Task item:
Across the data below, how many lines have the word "image" in them? Respond with the number alone.

Input material:
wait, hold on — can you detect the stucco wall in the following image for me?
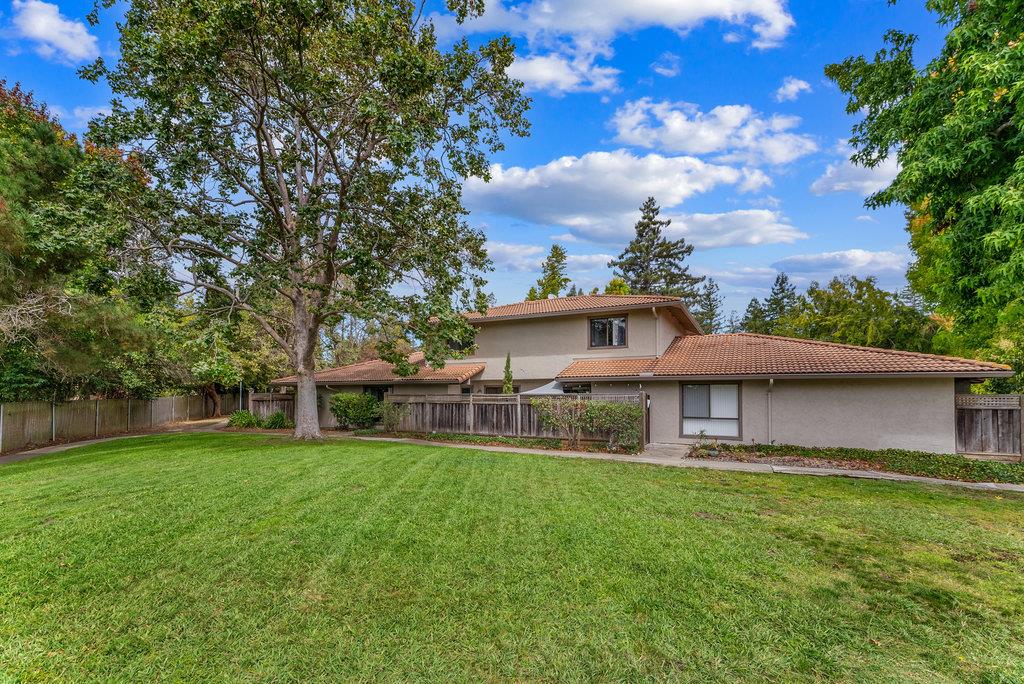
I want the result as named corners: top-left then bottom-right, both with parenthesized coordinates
top-left (451, 308), bottom-right (687, 383)
top-left (630, 377), bottom-right (957, 454)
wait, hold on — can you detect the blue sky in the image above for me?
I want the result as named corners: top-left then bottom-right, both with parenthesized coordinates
top-left (1, 0), bottom-right (946, 314)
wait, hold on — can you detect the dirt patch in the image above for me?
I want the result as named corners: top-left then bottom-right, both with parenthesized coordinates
top-left (688, 450), bottom-right (880, 471)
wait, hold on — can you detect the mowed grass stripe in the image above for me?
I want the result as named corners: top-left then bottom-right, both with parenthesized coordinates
top-left (0, 433), bottom-right (1022, 682)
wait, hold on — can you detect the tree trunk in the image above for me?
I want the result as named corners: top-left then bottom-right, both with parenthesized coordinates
top-left (294, 370), bottom-right (321, 439)
top-left (205, 385), bottom-right (222, 418)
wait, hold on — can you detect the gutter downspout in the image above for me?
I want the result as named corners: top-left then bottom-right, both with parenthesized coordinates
top-left (767, 378), bottom-right (774, 445)
top-left (652, 307), bottom-right (659, 354)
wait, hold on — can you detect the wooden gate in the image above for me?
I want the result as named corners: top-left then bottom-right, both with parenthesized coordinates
top-left (955, 394), bottom-right (1022, 458)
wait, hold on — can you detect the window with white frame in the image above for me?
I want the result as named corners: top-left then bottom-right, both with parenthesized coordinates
top-left (682, 384), bottom-right (739, 438)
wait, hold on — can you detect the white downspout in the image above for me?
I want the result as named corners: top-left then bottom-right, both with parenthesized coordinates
top-left (767, 378), bottom-right (774, 445)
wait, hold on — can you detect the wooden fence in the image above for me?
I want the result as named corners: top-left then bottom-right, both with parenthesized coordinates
top-left (0, 393), bottom-right (239, 454)
top-left (249, 392), bottom-right (295, 421)
top-left (955, 394), bottom-right (1022, 459)
top-left (387, 393), bottom-right (648, 444)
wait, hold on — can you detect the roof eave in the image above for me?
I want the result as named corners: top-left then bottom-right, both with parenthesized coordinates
top-left (558, 370), bottom-right (1014, 382)
top-left (469, 300), bottom-right (684, 324)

Result for this task:
11